**CHALLENGE**
Rewrite the part of the listing that opens with the line containing "trace green front lawn" and closes with the line containing "181 L 0 201" as a numbered list, one line per item, skipping any blank lines.

**SUPPLIED DATA**

****************

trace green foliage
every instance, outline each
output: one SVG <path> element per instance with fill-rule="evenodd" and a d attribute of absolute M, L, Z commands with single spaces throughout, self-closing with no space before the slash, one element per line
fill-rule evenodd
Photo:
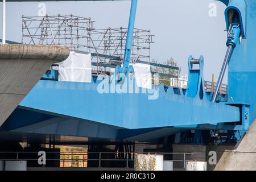
<path fill-rule="evenodd" d="M 156 165 L 156 160 L 155 158 L 152 156 L 143 155 L 141 156 L 141 162 L 137 158 L 135 161 L 135 171 L 155 171 Z"/>
<path fill-rule="evenodd" d="M 155 60 L 152 60 L 151 61 L 151 62 L 154 63 L 159 63 L 158 61 Z M 174 59 L 172 57 L 170 57 L 170 59 L 167 59 L 162 64 L 178 67 L 178 65 L 177 65 L 177 63 L 174 60 Z M 181 68 L 180 67 L 179 68 L 180 68 L 179 70 L 176 70 L 176 69 L 169 69 L 169 68 L 163 68 L 163 67 L 151 67 L 151 71 L 156 72 L 156 73 L 164 73 L 164 74 L 178 76 L 180 74 L 180 71 L 181 71 Z M 162 84 L 164 85 L 170 85 L 170 77 L 166 77 L 166 76 L 159 76 L 159 84 Z M 154 81 L 153 81 L 153 82 L 154 82 Z"/>

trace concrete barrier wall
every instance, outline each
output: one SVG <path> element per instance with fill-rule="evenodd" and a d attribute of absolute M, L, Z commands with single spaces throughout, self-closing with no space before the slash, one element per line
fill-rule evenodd
<path fill-rule="evenodd" d="M 224 152 L 214 170 L 256 170 L 256 120 L 234 148 Z"/>

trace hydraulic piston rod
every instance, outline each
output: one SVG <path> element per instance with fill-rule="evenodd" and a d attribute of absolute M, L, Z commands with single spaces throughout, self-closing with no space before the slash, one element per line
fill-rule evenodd
<path fill-rule="evenodd" d="M 228 49 L 226 51 L 224 61 L 223 62 L 222 67 L 218 78 L 216 89 L 215 90 L 212 97 L 212 101 L 213 102 L 217 101 L 218 92 L 222 82 L 223 77 L 224 77 L 228 63 L 231 59 L 233 51 L 236 47 L 239 40 L 239 37 L 240 36 L 241 28 L 238 23 L 232 23 L 230 24 L 230 27 L 231 28 L 229 28 L 229 32 L 228 34 L 228 40 L 226 44 L 228 46 Z"/>

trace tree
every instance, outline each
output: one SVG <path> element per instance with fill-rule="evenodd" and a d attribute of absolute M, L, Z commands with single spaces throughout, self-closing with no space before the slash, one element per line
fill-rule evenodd
<path fill-rule="evenodd" d="M 151 61 L 152 63 L 159 63 L 157 60 L 152 60 Z M 178 65 L 177 63 L 174 60 L 172 57 L 170 57 L 167 59 L 163 64 L 167 65 L 168 66 L 172 66 L 178 67 Z M 155 67 L 153 66 L 151 67 L 151 71 L 159 73 L 164 73 L 166 75 L 169 75 L 170 76 L 165 76 L 163 75 L 159 75 L 159 84 L 164 85 L 170 85 L 170 78 L 171 75 L 174 76 L 179 76 L 181 71 L 181 68 L 179 68 L 179 69 L 174 69 L 171 68 L 167 68 L 160 67 Z"/>

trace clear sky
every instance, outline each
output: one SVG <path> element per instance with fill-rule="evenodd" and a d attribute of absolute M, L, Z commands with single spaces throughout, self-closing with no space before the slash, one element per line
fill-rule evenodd
<path fill-rule="evenodd" d="M 211 16 L 210 3 L 216 5 L 216 16 Z M 39 2 L 7 2 L 6 38 L 20 42 L 21 16 L 37 16 Z M 130 2 L 85 1 L 46 2 L 48 15 L 90 17 L 95 28 L 127 27 Z M 224 11 L 225 5 L 214 0 L 138 0 L 135 27 L 150 29 L 155 35 L 151 59 L 163 63 L 172 57 L 188 72 L 190 55 L 205 59 L 204 78 L 217 81 L 226 50 Z M 1 10 L 2 12 L 2 9 Z M 0 15 L 2 19 L 2 14 Z M 1 25 L 2 30 L 2 24 Z M 0 31 L 2 35 L 2 30 Z M 226 76 L 224 83 L 227 82 Z"/>

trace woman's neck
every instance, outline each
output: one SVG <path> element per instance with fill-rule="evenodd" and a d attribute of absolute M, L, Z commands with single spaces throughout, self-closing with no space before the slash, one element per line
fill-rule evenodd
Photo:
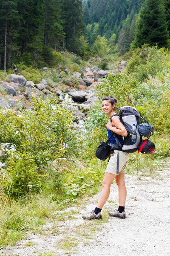
<path fill-rule="evenodd" d="M 110 118 L 111 116 L 112 116 L 113 115 L 114 115 L 115 114 L 116 114 L 116 113 L 115 111 L 112 111 L 111 113 L 109 113 L 108 115 L 109 116 L 109 118 Z"/>

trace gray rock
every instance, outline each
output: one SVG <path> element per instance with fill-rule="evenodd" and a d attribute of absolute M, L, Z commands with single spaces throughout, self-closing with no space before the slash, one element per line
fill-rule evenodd
<path fill-rule="evenodd" d="M 97 83 L 96 82 L 94 82 L 93 84 L 88 87 L 88 90 L 89 90 L 92 92 L 94 92 L 96 90 L 96 88 L 97 86 Z"/>
<path fill-rule="evenodd" d="M 84 81 L 82 81 L 82 80 L 79 80 L 79 83 L 80 84 L 80 85 L 84 85 L 84 86 L 86 86 L 86 84 Z"/>
<path fill-rule="evenodd" d="M 44 84 L 36 84 L 35 86 L 40 90 L 42 90 L 45 88 L 45 85 Z"/>
<path fill-rule="evenodd" d="M 44 84 L 45 85 L 48 85 L 47 80 L 45 79 L 43 79 L 41 81 L 41 84 Z"/>
<path fill-rule="evenodd" d="M 12 96 L 16 96 L 16 93 L 15 90 L 11 86 L 9 86 L 7 88 L 7 93 L 11 94 Z"/>
<path fill-rule="evenodd" d="M 27 84 L 30 84 L 32 86 L 34 86 L 34 83 L 32 81 L 27 81 L 26 85 L 27 85 Z"/>
<path fill-rule="evenodd" d="M 15 100 L 13 99 L 9 99 L 8 100 L 9 107 L 16 107 L 17 109 L 21 109 L 26 108 L 26 105 L 23 102 Z"/>
<path fill-rule="evenodd" d="M 70 93 L 70 95 L 74 101 L 80 102 L 84 102 L 85 101 L 85 96 L 88 94 L 87 91 L 77 90 Z"/>
<path fill-rule="evenodd" d="M 108 73 L 105 70 L 99 70 L 96 72 L 95 77 L 100 78 L 100 77 L 105 77 L 108 76 Z"/>
<path fill-rule="evenodd" d="M 31 93 L 32 86 L 31 84 L 26 84 L 26 86 L 25 94 L 30 96 Z"/>
<path fill-rule="evenodd" d="M 15 74 L 9 75 L 7 79 L 14 83 L 20 84 L 22 85 L 25 85 L 27 81 L 23 76 L 17 76 Z"/>
<path fill-rule="evenodd" d="M 100 69 L 98 67 L 93 67 L 91 68 L 91 70 L 93 72 L 97 72 L 97 71 L 99 71 L 99 70 Z"/>
<path fill-rule="evenodd" d="M 73 76 L 76 77 L 76 78 L 79 78 L 81 77 L 82 73 L 81 72 L 77 72 L 75 71 L 73 73 Z"/>
<path fill-rule="evenodd" d="M 6 108 L 7 106 L 7 103 L 4 100 L 0 100 L 0 106 L 2 108 Z"/>
<path fill-rule="evenodd" d="M 127 61 L 121 61 L 121 65 L 122 67 L 126 67 L 127 64 Z"/>
<path fill-rule="evenodd" d="M 72 114 L 76 119 L 85 119 L 86 118 L 85 114 L 79 110 L 75 110 L 72 112 Z"/>
<path fill-rule="evenodd" d="M 84 78 L 83 79 L 83 81 L 85 82 L 87 86 L 90 86 L 93 83 L 94 80 L 92 79 L 88 79 L 87 78 Z"/>
<path fill-rule="evenodd" d="M 93 97 L 91 97 L 88 99 L 87 101 L 85 102 L 85 104 L 88 104 L 91 102 L 96 102 L 98 100 L 98 98 L 96 95 L 94 95 Z"/>

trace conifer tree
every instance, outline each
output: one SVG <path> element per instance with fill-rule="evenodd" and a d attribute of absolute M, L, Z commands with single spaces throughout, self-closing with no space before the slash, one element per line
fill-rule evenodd
<path fill-rule="evenodd" d="M 161 0 L 145 0 L 139 12 L 132 48 L 144 44 L 159 47 L 167 46 L 167 23 Z"/>
<path fill-rule="evenodd" d="M 167 31 L 170 36 L 170 0 L 164 0 L 166 19 L 167 25 Z"/>

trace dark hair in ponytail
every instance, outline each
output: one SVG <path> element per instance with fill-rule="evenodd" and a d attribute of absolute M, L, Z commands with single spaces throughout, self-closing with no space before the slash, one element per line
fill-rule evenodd
<path fill-rule="evenodd" d="M 110 102 L 112 106 L 114 104 L 115 105 L 115 107 L 116 104 L 118 101 L 117 100 L 113 97 L 113 96 L 109 96 L 109 97 L 104 97 L 102 99 L 102 101 L 103 101 L 103 100 L 108 100 L 109 102 Z M 114 108 L 115 108 L 115 107 Z"/>

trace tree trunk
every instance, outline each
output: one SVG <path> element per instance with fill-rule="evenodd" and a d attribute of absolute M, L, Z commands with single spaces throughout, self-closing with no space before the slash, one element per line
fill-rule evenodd
<path fill-rule="evenodd" d="M 57 42 L 56 42 L 56 42 L 55 43 L 55 50 L 54 50 L 54 67 L 56 64 L 56 48 L 57 48 Z"/>
<path fill-rule="evenodd" d="M 46 1 L 46 16 L 45 16 L 45 46 L 47 45 L 47 19 L 48 19 L 48 0 Z"/>
<path fill-rule="evenodd" d="M 4 53 L 4 71 L 6 72 L 6 41 L 7 37 L 7 20 L 6 20 L 5 36 L 5 53 Z"/>

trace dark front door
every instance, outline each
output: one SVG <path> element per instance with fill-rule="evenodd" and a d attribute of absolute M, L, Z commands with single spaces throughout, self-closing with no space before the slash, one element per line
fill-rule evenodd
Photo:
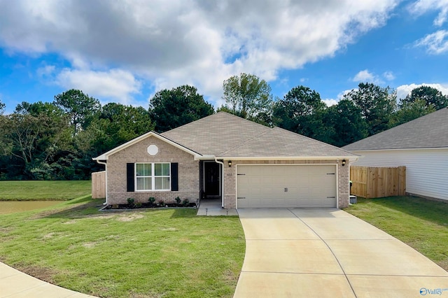
<path fill-rule="evenodd" d="M 205 195 L 209 197 L 219 196 L 219 186 L 220 181 L 220 171 L 219 164 L 216 162 L 204 163 L 204 191 Z"/>

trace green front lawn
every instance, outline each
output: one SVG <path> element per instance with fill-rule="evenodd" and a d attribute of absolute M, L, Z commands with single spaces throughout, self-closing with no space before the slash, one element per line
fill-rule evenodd
<path fill-rule="evenodd" d="M 0 181 L 0 201 L 63 201 L 92 193 L 92 181 Z"/>
<path fill-rule="evenodd" d="M 0 215 L 0 260 L 103 297 L 232 297 L 242 266 L 237 217 L 196 209 L 99 212 L 90 197 Z"/>
<path fill-rule="evenodd" d="M 358 199 L 346 211 L 386 232 L 448 271 L 448 204 L 415 197 Z"/>

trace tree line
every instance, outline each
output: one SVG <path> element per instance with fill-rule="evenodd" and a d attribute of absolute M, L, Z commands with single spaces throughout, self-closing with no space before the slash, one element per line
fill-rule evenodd
<path fill-rule="evenodd" d="M 224 111 L 267 126 L 340 147 L 448 106 L 428 86 L 397 102 L 390 87 L 360 83 L 327 107 L 319 94 L 298 85 L 283 98 L 256 76 L 241 73 L 223 84 Z M 148 109 L 99 101 L 69 90 L 51 102 L 22 102 L 4 114 L 0 101 L 0 180 L 85 180 L 102 166 L 92 160 L 151 130 L 163 132 L 215 113 L 196 87 L 158 92 Z"/>

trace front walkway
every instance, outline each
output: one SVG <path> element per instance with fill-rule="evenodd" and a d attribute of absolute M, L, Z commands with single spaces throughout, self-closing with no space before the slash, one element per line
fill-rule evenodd
<path fill-rule="evenodd" d="M 234 297 L 448 297 L 448 272 L 345 211 L 238 213 L 246 256 Z"/>
<path fill-rule="evenodd" d="M 238 215 L 235 209 L 224 209 L 220 199 L 202 199 L 200 201 L 197 215 L 219 216 Z"/>
<path fill-rule="evenodd" d="M 94 297 L 41 281 L 0 262 L 0 298 Z"/>

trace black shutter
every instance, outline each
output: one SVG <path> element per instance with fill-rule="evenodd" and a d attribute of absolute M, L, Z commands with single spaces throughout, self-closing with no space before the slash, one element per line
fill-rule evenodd
<path fill-rule="evenodd" d="M 171 190 L 176 192 L 179 190 L 179 175 L 178 164 L 177 162 L 171 163 Z"/>
<path fill-rule="evenodd" d="M 134 187 L 134 164 L 126 164 L 126 177 L 127 180 L 127 191 L 133 192 Z"/>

****************

**THE COMPLETED TASK**
1. trace green front lawn
2. every instance, outline each
3. output: one SVG <path> element per instance with fill-rule="evenodd" and a d attribute of absolute M, L, Z commands with single spaces throughout, self-closing with no space before the slash, one element per line
4. fill-rule evenodd
5. <path fill-rule="evenodd" d="M 0 181 L 0 201 L 63 201 L 92 193 L 92 181 Z"/>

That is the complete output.